§ **TASK INSTRUCTIONS**
Take the entries below and print only the lines from the one with "Where can you spot the brown sand" through the one with "Target: clear sky", exactly as they stand, both ends included.
━━━ DATA FOR REVIEW
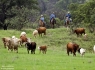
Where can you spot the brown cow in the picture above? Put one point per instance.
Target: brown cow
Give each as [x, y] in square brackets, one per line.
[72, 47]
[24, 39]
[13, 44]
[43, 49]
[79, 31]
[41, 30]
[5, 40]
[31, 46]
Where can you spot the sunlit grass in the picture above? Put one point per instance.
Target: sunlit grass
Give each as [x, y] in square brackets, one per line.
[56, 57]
━━━━━━
━━━ DATA FOR REVIEW
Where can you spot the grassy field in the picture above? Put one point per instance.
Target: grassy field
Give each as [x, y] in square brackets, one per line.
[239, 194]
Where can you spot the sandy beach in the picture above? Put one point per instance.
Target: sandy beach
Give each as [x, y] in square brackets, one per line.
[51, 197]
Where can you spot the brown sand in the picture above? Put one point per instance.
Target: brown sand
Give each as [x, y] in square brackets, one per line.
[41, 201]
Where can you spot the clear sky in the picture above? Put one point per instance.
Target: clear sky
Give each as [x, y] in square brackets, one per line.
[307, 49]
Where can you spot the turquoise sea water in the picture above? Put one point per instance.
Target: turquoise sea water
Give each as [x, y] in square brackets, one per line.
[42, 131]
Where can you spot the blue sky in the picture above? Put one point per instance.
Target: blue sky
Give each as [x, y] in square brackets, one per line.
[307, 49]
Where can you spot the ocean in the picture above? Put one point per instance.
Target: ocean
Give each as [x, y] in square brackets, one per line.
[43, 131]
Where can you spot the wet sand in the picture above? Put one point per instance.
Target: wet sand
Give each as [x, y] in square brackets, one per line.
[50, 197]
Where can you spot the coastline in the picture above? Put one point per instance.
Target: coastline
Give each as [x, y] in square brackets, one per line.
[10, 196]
━━━━━━
§ **ANSWER TO THIS PROBLEM**
Where can you spot the brown sand in the picture above? Put one point per instance.
Target: brown sand
Give each as [x, y] in square brackets, one per line.
[41, 201]
Where can you spot the clear sky in the picture above? Put one point per instance.
Target: clear sky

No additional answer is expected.